* Texto para leer *
....................
Si quieres ir al reencuentro de tu origen, únete a nosotros y participa en la formación de la Asociación de Concepcionenses.
Nadie duda que nuestra tierra es muy pequeña y pobre, pero durante muchos años entregó la riqueza de su vientre, aunque fueron casi siempre extranjeros los que la disfrutaron. A cambio de ello, nuestras montañas se quedaron desnudas de pinales, la tierra socavada y el minero debatiéndose entre
la miseria y la silicosis.
Sin embargo, Concepción nos dio mucho. Por ello le debemos estar agradecidos. Porque tuvo instituciones educativas como las escuelas “Ignacio Zaragoza”, “Benito Juárez”, “Isidro Cardona”, y el colegio particular “Ramírez Altamirano”. Porque hubo maestras de la categoría de Rosenda Cepeda Ramos, Odila Castañeda, Leodegaris Mendoza y Agripina López Valenciano, entre tantos otros mentores.
Porque en los recuerdos de nuestra infancia está la iglesia con sus Ángeles por fuera.
Sus dos jardines: el de arriba con la estatua de Juárez a donde terminaban los desfiles y se iniciaban las asambleas cívicas. La de abajo con su maravilloso kiosco de madera y metal, desde cuyo barandal escuchamos las serenatas de la banda de música dirigida por el maestro José Zamarrón.
Porque en nuestra memoria están las chimeneas humeantes, el Grasero, el Temeroso, el Cero de la Sierpe, Azules Arroyo, Catarroyo, las Aguas Cantarinas, las Huertas, la estación del ferrocarril y el trenecito angosto y lento, Benito El Loco, Goyito cantando, La Valentina, Coquito y su arpa prodigiosa, los muditos en el andén primero y en la Central de Autobuses después, el barrio de El Cruce, el Mercado Victoria, la Casa Carvajal y el edificio singular de la Presidencia
¿Quién de nosotros no compró monitos en la revistería de don Ramón Linares? ¿Quién no recuerda la amabilidad de don Cástulo Patiño al despachar la carne o los quesos de Chimina adentro del Mercado? ¿Quién no aprendió todas las canciones de moda con sólo recorrer las calles del poblado tan llenas de sonoridades?
....................
* Retos *
**1)** Según el texto sobre Concepción, ¿quién dirigía la banda de música que tocaba las serenatas en el kiosco?
**2)** Extrae sin cambios del texto sobre Concepción el fragmento que empieza con las palabras que contienen "Porque en nuestra" y termina con "llenas de sonoridades?".
Los ítems son material aparte, sin relación con el texto sobre Concepción.

* Ítems disponibles *
....................
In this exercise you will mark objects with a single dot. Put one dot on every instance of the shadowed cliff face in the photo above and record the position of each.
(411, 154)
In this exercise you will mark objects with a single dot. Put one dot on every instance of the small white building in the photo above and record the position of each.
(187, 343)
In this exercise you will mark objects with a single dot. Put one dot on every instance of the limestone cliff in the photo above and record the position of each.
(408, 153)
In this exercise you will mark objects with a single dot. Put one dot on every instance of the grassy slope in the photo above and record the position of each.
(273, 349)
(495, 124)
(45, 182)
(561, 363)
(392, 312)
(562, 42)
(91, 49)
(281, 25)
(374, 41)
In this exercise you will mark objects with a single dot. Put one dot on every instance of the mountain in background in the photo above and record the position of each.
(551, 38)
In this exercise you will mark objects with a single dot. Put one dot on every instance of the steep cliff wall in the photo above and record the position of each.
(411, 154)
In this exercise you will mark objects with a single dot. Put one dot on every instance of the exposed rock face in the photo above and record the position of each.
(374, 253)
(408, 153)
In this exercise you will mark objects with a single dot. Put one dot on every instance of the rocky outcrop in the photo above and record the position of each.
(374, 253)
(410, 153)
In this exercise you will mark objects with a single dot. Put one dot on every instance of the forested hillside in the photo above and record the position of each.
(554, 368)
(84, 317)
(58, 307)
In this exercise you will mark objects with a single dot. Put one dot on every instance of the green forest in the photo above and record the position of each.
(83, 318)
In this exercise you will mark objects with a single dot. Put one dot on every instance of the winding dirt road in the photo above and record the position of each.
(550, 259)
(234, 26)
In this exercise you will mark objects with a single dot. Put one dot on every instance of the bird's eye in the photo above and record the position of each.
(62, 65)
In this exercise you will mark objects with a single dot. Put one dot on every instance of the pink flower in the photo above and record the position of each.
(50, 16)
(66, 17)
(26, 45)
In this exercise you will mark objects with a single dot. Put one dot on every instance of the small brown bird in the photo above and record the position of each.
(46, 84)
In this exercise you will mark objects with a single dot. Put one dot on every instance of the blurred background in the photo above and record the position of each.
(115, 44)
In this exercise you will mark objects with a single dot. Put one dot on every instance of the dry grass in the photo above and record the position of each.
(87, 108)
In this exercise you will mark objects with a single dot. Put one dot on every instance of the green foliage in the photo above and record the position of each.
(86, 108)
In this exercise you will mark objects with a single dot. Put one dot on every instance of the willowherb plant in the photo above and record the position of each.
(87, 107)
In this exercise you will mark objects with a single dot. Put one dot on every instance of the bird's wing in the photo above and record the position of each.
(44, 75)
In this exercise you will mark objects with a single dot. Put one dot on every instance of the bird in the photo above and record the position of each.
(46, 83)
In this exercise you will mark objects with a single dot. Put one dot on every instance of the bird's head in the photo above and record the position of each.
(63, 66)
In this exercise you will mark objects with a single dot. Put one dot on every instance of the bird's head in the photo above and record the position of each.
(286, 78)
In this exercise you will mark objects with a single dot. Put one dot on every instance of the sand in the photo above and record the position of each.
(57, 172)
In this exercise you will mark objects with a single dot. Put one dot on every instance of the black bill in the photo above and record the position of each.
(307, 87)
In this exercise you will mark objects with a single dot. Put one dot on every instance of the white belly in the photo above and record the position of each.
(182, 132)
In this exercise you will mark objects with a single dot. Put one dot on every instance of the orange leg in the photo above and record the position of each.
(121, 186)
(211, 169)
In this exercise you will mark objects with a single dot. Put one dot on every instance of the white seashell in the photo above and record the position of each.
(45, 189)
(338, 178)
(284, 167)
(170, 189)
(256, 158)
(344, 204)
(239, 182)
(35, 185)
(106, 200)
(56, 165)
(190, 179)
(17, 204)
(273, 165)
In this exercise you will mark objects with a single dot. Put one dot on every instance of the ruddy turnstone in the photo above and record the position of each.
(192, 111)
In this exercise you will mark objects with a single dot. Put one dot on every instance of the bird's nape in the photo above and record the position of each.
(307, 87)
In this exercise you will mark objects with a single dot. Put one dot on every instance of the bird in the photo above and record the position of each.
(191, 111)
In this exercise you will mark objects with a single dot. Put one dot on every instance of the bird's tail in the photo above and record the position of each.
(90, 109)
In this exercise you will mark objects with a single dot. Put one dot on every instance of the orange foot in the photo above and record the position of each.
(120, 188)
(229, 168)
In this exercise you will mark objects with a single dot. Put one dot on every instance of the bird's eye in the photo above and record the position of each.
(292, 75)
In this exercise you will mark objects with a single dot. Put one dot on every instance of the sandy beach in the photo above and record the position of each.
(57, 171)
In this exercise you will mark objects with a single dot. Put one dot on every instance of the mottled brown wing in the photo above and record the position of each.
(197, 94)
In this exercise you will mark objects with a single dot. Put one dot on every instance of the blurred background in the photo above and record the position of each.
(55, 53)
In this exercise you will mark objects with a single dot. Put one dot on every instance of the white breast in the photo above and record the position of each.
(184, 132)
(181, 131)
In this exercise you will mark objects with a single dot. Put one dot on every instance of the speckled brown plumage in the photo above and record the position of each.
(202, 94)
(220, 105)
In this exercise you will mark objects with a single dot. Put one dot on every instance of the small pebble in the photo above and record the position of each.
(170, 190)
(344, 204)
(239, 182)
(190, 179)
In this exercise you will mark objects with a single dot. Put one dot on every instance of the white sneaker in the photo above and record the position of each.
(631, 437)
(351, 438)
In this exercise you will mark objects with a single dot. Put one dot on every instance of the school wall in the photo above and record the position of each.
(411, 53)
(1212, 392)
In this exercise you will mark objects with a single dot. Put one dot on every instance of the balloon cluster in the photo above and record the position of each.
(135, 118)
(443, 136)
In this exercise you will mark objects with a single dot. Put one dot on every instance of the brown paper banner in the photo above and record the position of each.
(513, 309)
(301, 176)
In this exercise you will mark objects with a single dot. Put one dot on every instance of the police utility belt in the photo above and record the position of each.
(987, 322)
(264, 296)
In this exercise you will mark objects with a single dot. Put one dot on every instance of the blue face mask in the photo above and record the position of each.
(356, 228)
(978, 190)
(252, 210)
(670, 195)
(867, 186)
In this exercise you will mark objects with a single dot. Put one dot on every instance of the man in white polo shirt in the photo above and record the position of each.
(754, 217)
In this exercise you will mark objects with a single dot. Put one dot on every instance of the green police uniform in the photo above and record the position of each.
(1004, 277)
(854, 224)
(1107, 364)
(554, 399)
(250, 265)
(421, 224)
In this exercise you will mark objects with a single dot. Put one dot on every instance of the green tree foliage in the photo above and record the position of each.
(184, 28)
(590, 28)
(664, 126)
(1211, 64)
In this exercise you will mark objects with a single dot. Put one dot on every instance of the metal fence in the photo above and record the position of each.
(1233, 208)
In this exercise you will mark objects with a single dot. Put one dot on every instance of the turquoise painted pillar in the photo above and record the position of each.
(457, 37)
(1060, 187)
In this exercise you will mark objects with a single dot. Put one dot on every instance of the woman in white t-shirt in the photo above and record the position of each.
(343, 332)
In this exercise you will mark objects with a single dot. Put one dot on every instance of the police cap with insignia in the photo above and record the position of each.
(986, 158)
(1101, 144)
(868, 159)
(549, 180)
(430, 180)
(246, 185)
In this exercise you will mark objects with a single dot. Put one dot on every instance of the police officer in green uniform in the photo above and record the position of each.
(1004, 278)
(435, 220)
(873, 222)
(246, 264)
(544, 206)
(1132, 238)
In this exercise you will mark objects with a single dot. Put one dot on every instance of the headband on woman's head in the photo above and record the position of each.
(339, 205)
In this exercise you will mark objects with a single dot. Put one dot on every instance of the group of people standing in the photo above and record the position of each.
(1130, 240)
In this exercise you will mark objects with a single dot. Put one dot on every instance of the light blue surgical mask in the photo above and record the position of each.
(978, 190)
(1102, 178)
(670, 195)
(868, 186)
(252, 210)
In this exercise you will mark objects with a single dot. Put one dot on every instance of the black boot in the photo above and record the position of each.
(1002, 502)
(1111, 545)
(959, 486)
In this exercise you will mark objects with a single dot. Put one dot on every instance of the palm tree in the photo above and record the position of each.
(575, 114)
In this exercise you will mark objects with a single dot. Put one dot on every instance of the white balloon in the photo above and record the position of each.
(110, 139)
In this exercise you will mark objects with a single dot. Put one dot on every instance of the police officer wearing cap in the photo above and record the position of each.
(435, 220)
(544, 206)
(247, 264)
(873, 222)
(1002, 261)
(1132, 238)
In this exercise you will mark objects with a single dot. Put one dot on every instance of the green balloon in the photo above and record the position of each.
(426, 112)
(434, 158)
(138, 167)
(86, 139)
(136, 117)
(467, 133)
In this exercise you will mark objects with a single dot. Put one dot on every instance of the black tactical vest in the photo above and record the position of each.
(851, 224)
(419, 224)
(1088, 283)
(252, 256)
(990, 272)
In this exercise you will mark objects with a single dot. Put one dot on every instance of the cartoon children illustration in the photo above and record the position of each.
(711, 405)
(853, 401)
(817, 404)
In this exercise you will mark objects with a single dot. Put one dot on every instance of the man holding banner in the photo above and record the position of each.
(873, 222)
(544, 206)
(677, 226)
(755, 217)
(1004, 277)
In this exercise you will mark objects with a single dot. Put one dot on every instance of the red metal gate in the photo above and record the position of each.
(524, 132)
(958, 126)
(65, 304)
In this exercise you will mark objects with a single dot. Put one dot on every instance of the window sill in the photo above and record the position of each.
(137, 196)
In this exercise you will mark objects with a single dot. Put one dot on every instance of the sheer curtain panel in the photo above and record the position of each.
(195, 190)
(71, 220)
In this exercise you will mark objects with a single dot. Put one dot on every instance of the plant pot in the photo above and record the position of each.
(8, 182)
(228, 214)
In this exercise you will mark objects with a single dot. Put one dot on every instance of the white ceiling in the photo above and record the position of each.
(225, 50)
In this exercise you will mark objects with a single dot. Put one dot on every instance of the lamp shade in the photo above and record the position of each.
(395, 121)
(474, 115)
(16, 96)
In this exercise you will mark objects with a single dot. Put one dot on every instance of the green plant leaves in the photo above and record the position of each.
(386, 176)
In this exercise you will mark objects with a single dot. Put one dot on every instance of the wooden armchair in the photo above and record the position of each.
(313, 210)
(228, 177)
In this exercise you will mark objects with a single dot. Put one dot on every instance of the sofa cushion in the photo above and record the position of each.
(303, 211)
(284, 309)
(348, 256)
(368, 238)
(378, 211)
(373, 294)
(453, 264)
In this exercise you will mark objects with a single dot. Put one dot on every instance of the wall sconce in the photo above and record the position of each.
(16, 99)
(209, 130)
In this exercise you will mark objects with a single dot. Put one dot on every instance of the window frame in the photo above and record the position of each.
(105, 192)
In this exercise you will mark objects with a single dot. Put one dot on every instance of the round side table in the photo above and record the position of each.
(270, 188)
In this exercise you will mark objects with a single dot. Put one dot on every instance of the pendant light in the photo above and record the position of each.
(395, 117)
....................
* Respuestas *
**1)** El maestro José Zamarrón.

**2)**
Porque en nuestra memoria están las chimeneas humeantes, el Grasero, el Temeroso, el Cero de la Sierpe, Azules Arroyo, Catarroyo, las Aguas Cantarinas, las Huertas, la estación del ferrocarril y el trenecito angosto y lento, Benito El Loco, Goyito cantando, La Valentina, Coquito y su arpa prodigiosa, los muditos en el andén primero y en la Central de Autobuses después, el barrio de El Cruce, el Mercado Victoria, la Casa Carvajal y el edificio singular de la Presidencia
¿Quién de nosotros no compró monitos en la revistería de don Ramón Linares? ¿Quién no recuerda la amabilidad de don Cástulo Patiño al despachar la carne o los quesos de Chimina adentro del Mercado? ¿Quién no aprendió todas las canciones de moda con sólo recorrer las calles del poblado tan llenas de sonoridades?